TASK DESCRIPTION:
How many lines in the records below contain the word "wooden"? Case counts. Reply with the number alone.

Records from a collection:

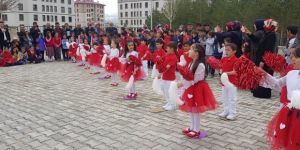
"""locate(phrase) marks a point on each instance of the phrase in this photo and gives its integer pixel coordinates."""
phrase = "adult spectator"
(4, 36)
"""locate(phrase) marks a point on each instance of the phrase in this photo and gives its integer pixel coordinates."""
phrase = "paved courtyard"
(61, 106)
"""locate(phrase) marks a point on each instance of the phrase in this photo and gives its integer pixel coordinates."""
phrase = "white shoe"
(230, 117)
(170, 107)
(223, 114)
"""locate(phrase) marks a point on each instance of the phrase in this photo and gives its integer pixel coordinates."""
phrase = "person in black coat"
(4, 36)
(268, 44)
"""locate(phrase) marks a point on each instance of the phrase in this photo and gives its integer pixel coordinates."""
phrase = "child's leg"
(196, 122)
(232, 96)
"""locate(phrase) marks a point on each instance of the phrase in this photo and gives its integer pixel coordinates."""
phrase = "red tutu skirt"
(112, 66)
(126, 71)
(198, 98)
(95, 59)
(283, 130)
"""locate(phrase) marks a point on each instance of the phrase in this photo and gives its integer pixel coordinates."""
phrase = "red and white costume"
(283, 130)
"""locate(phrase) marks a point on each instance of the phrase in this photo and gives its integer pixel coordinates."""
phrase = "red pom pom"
(214, 62)
(275, 61)
(248, 75)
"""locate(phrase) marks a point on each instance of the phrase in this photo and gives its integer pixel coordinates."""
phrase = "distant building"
(40, 11)
(88, 11)
(134, 13)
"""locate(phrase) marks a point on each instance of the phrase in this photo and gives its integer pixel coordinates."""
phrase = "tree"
(169, 10)
(6, 5)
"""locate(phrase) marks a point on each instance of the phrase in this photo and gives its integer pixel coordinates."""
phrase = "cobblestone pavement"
(61, 106)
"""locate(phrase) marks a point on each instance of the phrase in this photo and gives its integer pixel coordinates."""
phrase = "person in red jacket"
(229, 94)
(167, 69)
(57, 46)
(143, 51)
(50, 46)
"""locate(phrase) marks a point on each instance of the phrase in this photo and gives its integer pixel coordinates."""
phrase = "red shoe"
(186, 131)
(193, 134)
(114, 84)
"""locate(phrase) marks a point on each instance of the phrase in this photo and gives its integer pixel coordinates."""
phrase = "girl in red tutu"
(283, 130)
(131, 69)
(197, 95)
(113, 64)
(95, 58)
(72, 50)
(167, 69)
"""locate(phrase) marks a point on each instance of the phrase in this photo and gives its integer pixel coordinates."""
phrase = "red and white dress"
(128, 68)
(283, 130)
(113, 63)
(197, 95)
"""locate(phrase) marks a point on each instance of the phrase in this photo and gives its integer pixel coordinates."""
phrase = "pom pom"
(275, 61)
(248, 75)
(225, 81)
(130, 83)
(156, 86)
(103, 61)
(214, 62)
(154, 72)
(173, 94)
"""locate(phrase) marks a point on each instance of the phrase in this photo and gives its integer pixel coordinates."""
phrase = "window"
(34, 7)
(20, 6)
(146, 4)
(4, 17)
(62, 9)
(63, 19)
(35, 18)
(21, 17)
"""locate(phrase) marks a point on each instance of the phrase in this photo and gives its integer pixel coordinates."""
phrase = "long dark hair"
(126, 48)
(201, 56)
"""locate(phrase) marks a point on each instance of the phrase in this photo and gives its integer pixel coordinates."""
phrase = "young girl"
(143, 51)
(113, 64)
(95, 58)
(50, 46)
(197, 95)
(72, 49)
(167, 70)
(283, 130)
(158, 53)
(131, 68)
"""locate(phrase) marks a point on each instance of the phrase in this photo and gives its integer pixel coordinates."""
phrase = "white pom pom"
(130, 83)
(103, 61)
(182, 61)
(173, 94)
(156, 86)
(155, 72)
(225, 81)
(295, 100)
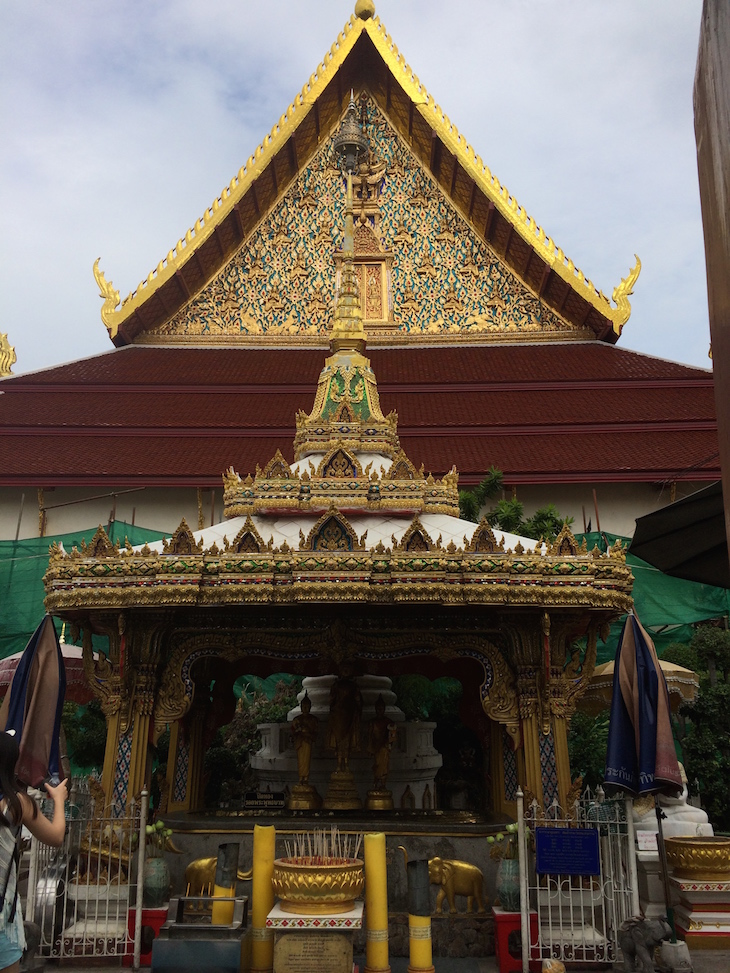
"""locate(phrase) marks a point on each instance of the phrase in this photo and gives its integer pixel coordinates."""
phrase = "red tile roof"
(570, 412)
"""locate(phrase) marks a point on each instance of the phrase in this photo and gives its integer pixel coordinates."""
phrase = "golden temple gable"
(442, 251)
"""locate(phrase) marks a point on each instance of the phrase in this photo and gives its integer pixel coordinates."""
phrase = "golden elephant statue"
(453, 878)
(200, 876)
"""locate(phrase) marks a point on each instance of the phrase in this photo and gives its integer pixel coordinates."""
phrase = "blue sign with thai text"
(566, 851)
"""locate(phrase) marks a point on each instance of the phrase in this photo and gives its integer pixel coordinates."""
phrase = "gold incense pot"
(314, 886)
(702, 858)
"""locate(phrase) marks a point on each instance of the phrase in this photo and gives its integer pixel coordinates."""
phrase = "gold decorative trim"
(114, 315)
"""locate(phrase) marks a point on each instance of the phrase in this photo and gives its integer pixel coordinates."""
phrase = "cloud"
(122, 122)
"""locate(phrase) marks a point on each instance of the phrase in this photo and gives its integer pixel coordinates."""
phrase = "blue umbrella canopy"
(34, 703)
(641, 757)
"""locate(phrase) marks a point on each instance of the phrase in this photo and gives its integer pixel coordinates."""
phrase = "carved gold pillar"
(185, 763)
(530, 725)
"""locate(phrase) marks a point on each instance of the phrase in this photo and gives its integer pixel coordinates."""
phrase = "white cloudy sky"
(122, 120)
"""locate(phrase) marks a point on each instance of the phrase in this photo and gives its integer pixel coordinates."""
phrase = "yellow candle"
(222, 911)
(419, 941)
(376, 905)
(262, 899)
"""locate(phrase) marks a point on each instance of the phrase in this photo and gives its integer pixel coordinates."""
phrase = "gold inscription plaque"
(313, 952)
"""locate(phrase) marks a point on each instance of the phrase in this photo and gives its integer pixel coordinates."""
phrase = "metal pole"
(524, 898)
(140, 874)
(665, 868)
(633, 870)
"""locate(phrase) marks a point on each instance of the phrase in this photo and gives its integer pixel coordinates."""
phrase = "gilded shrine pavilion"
(349, 559)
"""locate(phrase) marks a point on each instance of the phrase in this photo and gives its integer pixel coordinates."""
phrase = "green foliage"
(712, 645)
(472, 501)
(85, 728)
(227, 762)
(587, 746)
(546, 522)
(681, 654)
(415, 695)
(706, 750)
(509, 515)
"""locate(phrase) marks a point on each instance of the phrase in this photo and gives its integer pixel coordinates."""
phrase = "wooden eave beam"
(435, 157)
(491, 209)
(454, 174)
(198, 264)
(274, 180)
(525, 269)
(293, 157)
(182, 284)
(239, 221)
(510, 233)
(255, 198)
(546, 271)
(564, 298)
(219, 241)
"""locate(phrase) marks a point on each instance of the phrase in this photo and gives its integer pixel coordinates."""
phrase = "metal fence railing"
(593, 889)
(80, 894)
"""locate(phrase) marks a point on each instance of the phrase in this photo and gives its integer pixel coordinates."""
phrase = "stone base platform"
(448, 835)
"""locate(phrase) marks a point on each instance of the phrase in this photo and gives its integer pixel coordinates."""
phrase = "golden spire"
(348, 333)
(364, 9)
(7, 355)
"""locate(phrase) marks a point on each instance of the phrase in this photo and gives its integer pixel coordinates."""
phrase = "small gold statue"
(304, 730)
(381, 737)
(344, 737)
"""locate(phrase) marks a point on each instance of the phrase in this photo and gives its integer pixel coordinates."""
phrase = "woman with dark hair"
(18, 809)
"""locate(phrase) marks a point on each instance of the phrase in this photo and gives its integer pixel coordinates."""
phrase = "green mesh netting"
(667, 607)
(22, 566)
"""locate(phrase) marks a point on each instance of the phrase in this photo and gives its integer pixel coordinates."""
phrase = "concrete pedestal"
(313, 944)
(702, 912)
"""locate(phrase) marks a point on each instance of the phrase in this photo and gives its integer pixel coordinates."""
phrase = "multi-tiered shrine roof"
(488, 342)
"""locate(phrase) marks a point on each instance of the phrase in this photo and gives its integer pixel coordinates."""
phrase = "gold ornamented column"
(262, 899)
(376, 905)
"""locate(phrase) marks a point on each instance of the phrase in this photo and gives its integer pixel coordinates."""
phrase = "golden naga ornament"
(7, 355)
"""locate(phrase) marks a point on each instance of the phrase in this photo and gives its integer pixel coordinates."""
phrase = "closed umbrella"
(641, 758)
(34, 704)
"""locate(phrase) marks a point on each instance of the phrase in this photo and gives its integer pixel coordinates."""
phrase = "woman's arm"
(49, 832)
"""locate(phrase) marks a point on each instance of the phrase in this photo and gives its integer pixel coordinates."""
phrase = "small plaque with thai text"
(313, 952)
(566, 851)
(264, 801)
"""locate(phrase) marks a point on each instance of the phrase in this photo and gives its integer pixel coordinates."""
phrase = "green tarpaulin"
(22, 566)
(668, 607)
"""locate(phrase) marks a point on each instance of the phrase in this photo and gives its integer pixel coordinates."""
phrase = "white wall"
(76, 508)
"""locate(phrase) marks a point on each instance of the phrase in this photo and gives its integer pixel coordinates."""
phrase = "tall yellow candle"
(376, 905)
(262, 899)
(419, 941)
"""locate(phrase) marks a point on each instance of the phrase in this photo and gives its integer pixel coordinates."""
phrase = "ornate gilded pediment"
(416, 539)
(247, 540)
(100, 546)
(339, 462)
(182, 541)
(277, 468)
(483, 540)
(422, 270)
(333, 533)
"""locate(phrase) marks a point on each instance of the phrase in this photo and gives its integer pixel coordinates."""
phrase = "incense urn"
(313, 886)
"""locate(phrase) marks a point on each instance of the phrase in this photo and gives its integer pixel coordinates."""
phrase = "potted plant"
(156, 878)
(505, 850)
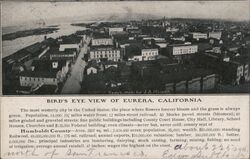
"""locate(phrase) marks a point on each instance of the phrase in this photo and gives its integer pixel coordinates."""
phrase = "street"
(73, 83)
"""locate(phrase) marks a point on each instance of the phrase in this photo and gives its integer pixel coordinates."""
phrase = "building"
(182, 49)
(70, 42)
(102, 41)
(67, 54)
(198, 36)
(109, 53)
(116, 30)
(92, 70)
(44, 72)
(149, 53)
(215, 35)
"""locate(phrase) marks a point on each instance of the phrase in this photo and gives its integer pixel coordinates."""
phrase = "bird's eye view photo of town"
(127, 47)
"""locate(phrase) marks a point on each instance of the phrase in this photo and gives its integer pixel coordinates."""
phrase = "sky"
(16, 13)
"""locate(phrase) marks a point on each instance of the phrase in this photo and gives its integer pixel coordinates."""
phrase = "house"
(105, 52)
(44, 72)
(69, 54)
(149, 53)
(182, 49)
(215, 35)
(92, 70)
(198, 35)
(116, 30)
(101, 39)
(70, 42)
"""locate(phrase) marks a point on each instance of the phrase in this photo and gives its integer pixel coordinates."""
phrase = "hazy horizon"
(21, 13)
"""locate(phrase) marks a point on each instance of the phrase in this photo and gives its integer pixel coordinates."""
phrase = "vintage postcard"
(125, 80)
(165, 47)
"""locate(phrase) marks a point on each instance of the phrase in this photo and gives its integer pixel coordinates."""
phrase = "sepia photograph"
(161, 47)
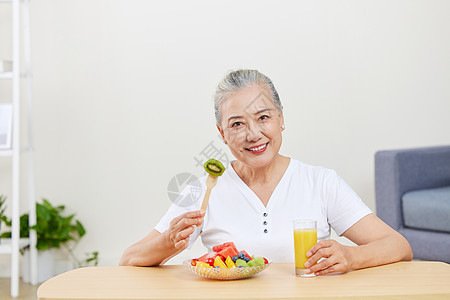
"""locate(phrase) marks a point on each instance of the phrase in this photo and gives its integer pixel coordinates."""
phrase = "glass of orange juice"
(305, 236)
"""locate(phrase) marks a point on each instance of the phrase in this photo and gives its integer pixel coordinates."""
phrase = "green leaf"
(80, 229)
(42, 212)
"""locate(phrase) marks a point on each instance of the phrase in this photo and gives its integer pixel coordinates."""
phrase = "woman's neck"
(262, 175)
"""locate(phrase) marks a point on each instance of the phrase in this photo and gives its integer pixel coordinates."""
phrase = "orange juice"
(304, 239)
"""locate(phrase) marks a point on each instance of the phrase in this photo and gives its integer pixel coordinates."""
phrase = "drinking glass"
(305, 236)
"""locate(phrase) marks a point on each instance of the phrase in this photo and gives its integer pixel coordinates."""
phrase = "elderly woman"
(262, 192)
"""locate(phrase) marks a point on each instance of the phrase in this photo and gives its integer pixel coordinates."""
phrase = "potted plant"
(3, 218)
(54, 230)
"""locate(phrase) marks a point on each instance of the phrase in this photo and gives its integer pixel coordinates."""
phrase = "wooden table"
(403, 280)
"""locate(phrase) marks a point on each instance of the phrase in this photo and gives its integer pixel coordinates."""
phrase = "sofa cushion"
(427, 209)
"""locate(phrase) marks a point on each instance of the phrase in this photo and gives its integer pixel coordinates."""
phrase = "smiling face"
(251, 125)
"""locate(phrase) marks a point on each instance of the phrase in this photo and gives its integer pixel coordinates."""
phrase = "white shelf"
(5, 245)
(6, 75)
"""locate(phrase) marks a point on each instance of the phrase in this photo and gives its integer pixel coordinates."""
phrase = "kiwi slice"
(214, 167)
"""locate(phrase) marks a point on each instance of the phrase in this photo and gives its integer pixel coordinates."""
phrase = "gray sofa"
(412, 189)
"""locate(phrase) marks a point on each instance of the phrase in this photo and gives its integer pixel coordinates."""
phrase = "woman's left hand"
(337, 258)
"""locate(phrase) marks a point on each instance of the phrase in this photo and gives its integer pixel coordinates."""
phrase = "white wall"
(122, 94)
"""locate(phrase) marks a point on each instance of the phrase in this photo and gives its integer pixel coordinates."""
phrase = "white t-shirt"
(236, 214)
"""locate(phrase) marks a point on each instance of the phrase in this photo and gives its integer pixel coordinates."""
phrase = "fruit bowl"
(225, 273)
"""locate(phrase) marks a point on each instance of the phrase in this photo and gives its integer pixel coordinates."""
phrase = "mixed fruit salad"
(227, 256)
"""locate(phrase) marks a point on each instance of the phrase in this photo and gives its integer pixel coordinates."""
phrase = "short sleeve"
(344, 207)
(188, 200)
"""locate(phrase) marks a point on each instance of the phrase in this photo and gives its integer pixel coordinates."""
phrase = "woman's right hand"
(182, 227)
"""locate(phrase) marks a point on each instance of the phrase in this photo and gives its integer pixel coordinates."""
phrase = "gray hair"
(240, 79)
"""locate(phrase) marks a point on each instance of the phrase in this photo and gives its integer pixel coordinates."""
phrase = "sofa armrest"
(401, 171)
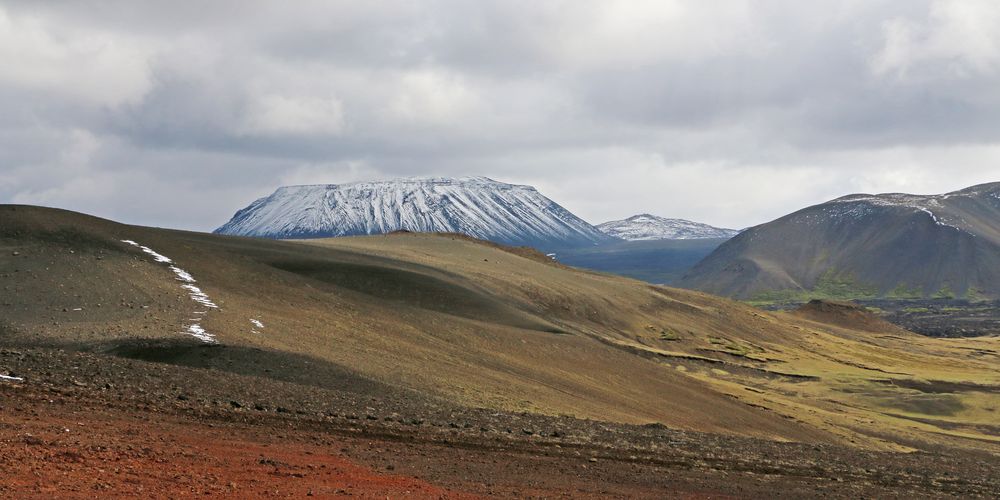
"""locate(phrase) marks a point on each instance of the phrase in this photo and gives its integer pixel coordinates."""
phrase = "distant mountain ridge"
(476, 206)
(889, 245)
(646, 227)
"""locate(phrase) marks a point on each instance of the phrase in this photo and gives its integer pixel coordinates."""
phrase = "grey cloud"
(731, 112)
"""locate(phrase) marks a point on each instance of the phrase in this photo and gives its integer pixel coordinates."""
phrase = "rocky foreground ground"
(84, 424)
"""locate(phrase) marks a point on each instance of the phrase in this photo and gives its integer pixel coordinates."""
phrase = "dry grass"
(481, 325)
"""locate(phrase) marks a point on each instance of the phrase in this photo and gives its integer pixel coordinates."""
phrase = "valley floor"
(128, 431)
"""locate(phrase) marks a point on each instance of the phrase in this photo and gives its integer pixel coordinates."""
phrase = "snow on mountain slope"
(650, 227)
(475, 206)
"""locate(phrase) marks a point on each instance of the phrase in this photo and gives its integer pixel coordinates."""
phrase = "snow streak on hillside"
(475, 206)
(194, 329)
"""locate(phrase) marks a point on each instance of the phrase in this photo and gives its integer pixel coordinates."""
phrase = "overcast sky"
(727, 112)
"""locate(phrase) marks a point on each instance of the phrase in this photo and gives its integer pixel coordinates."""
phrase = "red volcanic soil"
(47, 450)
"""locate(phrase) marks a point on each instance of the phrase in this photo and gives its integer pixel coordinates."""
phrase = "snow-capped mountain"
(646, 227)
(867, 245)
(475, 206)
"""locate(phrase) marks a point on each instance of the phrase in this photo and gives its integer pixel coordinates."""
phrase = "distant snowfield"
(646, 227)
(475, 206)
(195, 329)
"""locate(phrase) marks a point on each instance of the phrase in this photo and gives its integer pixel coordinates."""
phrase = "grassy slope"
(473, 323)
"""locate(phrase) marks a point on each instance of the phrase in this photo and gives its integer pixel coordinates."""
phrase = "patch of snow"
(199, 296)
(475, 206)
(196, 294)
(645, 227)
(157, 257)
(862, 205)
(182, 275)
(196, 331)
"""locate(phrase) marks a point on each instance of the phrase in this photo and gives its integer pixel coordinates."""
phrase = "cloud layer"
(728, 112)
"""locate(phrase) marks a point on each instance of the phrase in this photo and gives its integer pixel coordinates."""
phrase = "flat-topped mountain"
(475, 206)
(865, 246)
(646, 227)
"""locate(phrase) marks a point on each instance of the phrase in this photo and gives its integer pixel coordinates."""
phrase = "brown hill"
(845, 314)
(865, 246)
(454, 320)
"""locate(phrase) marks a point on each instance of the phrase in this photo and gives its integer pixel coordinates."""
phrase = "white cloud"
(732, 112)
(278, 114)
(94, 66)
(956, 39)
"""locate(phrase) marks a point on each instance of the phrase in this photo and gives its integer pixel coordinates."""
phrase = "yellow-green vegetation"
(473, 323)
(975, 295)
(832, 285)
(905, 292)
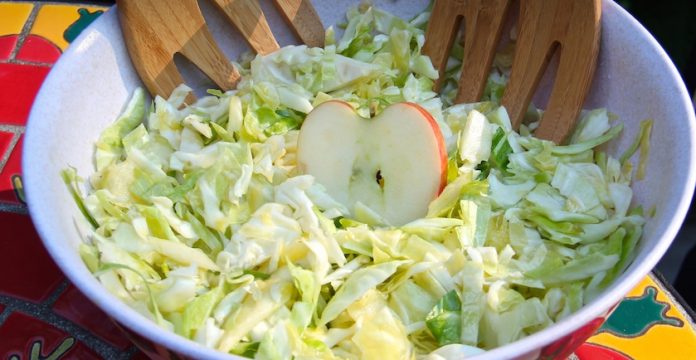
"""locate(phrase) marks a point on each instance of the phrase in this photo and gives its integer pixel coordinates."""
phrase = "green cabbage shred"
(203, 223)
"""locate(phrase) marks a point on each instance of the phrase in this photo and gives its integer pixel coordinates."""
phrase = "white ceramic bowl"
(88, 86)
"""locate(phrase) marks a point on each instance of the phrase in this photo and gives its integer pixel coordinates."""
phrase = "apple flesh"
(395, 163)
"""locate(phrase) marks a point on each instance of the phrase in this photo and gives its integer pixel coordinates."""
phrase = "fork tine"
(203, 52)
(152, 40)
(304, 20)
(541, 33)
(533, 51)
(440, 34)
(575, 71)
(248, 18)
(483, 23)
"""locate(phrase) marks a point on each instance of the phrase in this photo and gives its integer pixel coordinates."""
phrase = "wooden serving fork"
(572, 27)
(155, 30)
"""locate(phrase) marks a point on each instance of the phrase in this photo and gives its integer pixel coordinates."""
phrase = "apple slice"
(394, 163)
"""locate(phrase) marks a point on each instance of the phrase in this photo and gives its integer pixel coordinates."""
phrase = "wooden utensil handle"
(576, 35)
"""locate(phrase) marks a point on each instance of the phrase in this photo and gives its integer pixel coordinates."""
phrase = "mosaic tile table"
(42, 316)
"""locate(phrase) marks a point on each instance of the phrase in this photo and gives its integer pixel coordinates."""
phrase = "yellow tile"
(660, 341)
(13, 16)
(53, 20)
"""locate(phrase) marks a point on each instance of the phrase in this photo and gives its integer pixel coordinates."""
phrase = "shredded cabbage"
(203, 223)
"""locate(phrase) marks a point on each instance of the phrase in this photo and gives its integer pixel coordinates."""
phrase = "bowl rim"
(523, 347)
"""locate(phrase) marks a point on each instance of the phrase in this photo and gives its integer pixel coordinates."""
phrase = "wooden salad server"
(155, 30)
(572, 27)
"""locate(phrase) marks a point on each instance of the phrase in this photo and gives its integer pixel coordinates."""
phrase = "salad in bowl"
(334, 206)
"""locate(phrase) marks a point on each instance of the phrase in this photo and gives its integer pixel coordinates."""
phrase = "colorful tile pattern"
(52, 344)
(75, 307)
(40, 317)
(60, 24)
(30, 273)
(20, 83)
(649, 324)
(14, 16)
(10, 188)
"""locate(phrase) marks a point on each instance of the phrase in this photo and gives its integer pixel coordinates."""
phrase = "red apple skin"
(442, 148)
(440, 142)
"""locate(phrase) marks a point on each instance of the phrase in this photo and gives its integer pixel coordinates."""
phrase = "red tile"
(7, 44)
(22, 335)
(38, 49)
(11, 189)
(75, 307)
(34, 276)
(20, 83)
(5, 139)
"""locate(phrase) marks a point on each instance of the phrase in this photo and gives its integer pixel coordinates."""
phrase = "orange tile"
(56, 23)
(13, 16)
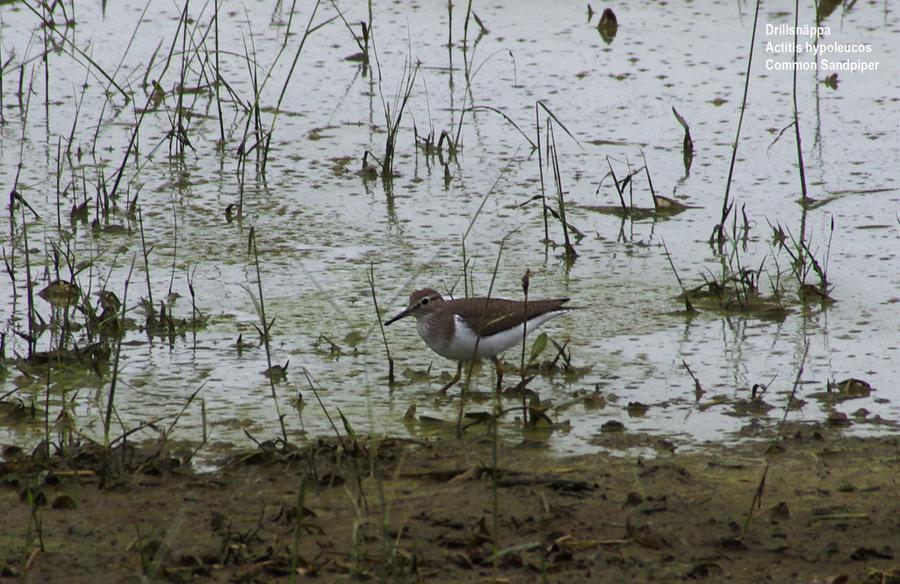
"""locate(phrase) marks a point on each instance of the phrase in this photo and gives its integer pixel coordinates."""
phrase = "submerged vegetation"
(198, 253)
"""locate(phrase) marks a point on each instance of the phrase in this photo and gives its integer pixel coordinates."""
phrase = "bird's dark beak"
(403, 314)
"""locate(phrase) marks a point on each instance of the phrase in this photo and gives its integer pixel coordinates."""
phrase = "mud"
(388, 509)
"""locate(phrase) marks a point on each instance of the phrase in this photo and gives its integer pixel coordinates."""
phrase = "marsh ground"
(402, 510)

ANSWER TO THIS TASK:
5